Activity: Below are entries; copy exactly the lines from the one with "TARGET = front wheel" through the one with "TARGET = utility pole", both included, and leave out the rest.

Point localization data:
━━━━━━━━
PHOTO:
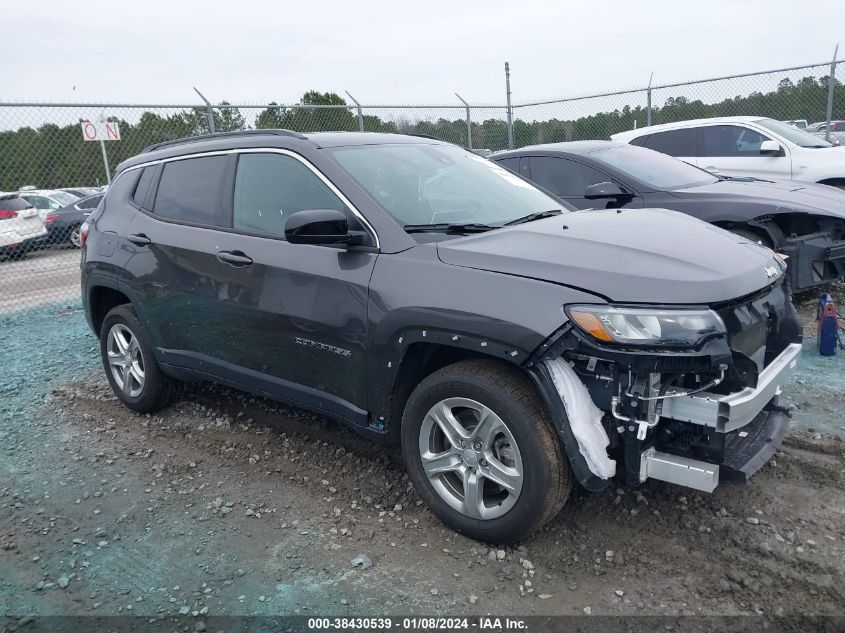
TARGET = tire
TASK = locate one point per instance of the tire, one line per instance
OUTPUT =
(74, 236)
(129, 363)
(516, 445)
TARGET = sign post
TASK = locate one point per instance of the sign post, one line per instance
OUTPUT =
(101, 131)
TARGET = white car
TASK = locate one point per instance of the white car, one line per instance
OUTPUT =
(46, 200)
(742, 146)
(20, 223)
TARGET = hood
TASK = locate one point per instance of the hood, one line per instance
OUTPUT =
(784, 195)
(632, 256)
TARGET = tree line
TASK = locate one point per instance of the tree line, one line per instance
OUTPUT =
(52, 155)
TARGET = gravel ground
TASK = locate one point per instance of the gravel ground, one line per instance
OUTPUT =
(225, 504)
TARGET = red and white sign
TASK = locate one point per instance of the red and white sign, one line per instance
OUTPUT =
(100, 131)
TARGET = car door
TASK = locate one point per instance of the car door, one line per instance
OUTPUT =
(301, 309)
(243, 304)
(172, 242)
(568, 179)
(734, 150)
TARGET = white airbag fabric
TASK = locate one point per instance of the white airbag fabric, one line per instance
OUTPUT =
(584, 418)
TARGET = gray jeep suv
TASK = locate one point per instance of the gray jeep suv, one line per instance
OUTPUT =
(421, 293)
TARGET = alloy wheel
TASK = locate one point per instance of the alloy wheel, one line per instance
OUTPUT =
(471, 458)
(125, 360)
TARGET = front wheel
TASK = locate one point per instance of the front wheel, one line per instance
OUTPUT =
(131, 368)
(482, 453)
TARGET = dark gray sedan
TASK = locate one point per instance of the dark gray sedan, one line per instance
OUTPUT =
(805, 221)
(63, 224)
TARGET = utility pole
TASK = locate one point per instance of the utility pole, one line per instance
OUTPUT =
(105, 156)
(830, 83)
(360, 112)
(648, 99)
(209, 112)
(469, 121)
(510, 110)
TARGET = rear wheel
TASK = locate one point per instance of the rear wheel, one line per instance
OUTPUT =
(480, 449)
(130, 366)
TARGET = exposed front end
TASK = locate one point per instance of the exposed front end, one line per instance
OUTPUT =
(687, 395)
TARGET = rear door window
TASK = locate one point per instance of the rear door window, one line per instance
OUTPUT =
(270, 187)
(731, 140)
(193, 190)
(90, 203)
(142, 189)
(672, 142)
(564, 177)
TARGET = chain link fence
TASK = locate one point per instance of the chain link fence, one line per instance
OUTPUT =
(42, 150)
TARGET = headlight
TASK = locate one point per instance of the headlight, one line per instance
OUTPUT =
(647, 326)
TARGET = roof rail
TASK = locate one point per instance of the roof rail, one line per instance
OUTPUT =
(209, 137)
(428, 136)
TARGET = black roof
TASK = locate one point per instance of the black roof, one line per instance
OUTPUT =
(571, 147)
(267, 138)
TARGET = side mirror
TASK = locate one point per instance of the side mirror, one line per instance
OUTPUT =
(771, 148)
(327, 227)
(603, 190)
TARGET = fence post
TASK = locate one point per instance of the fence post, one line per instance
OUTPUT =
(105, 155)
(209, 112)
(510, 110)
(469, 121)
(830, 82)
(648, 101)
(360, 113)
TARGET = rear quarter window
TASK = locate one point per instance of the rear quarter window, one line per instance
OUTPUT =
(142, 190)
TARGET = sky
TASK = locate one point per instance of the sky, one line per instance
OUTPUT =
(255, 51)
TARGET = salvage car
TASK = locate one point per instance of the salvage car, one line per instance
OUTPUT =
(20, 226)
(426, 295)
(804, 221)
(63, 225)
(745, 146)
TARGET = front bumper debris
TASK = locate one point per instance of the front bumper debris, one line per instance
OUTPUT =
(726, 413)
(745, 453)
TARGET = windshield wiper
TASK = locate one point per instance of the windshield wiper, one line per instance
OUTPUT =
(445, 227)
(534, 216)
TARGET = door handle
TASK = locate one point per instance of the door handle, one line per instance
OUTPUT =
(234, 258)
(139, 239)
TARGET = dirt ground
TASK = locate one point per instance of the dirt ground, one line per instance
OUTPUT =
(225, 504)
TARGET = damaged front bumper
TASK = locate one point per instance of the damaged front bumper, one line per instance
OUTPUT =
(753, 423)
(726, 413)
(696, 418)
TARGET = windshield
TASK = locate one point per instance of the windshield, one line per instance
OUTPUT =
(653, 168)
(426, 184)
(793, 134)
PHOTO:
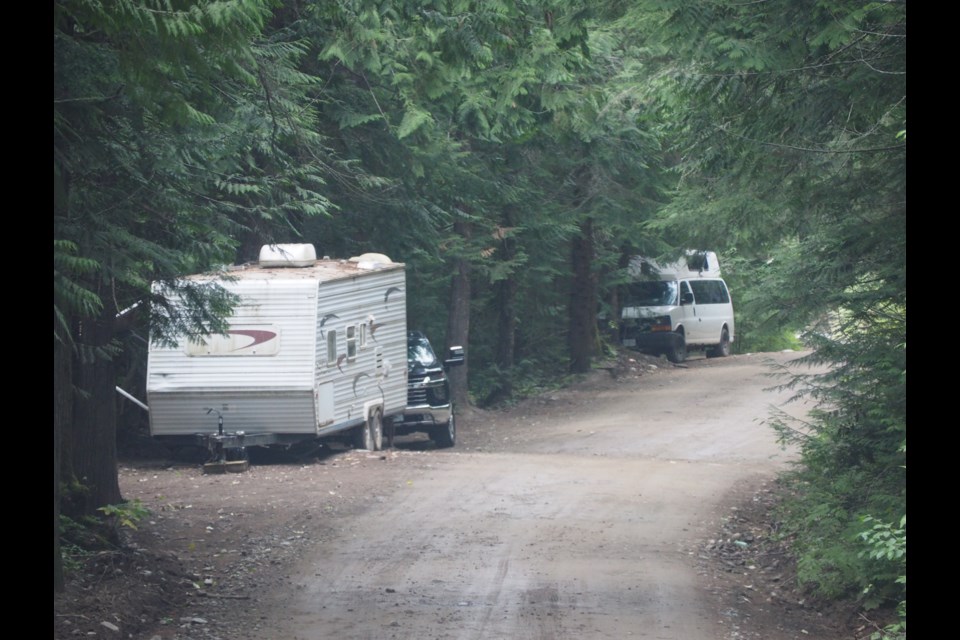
━━━━━━━━
Reply:
TARGET = front wheel
TASK = locate one point per instance of the front wheel, one line per instance
OUTPUT =
(131, 368)
(482, 453)
TARGET = dark gray sedan
TASK = locate one point per instance of the dark gray sedan, one line per instance
OUTPUT =
(805, 221)
(63, 224)
TARGET = utility pole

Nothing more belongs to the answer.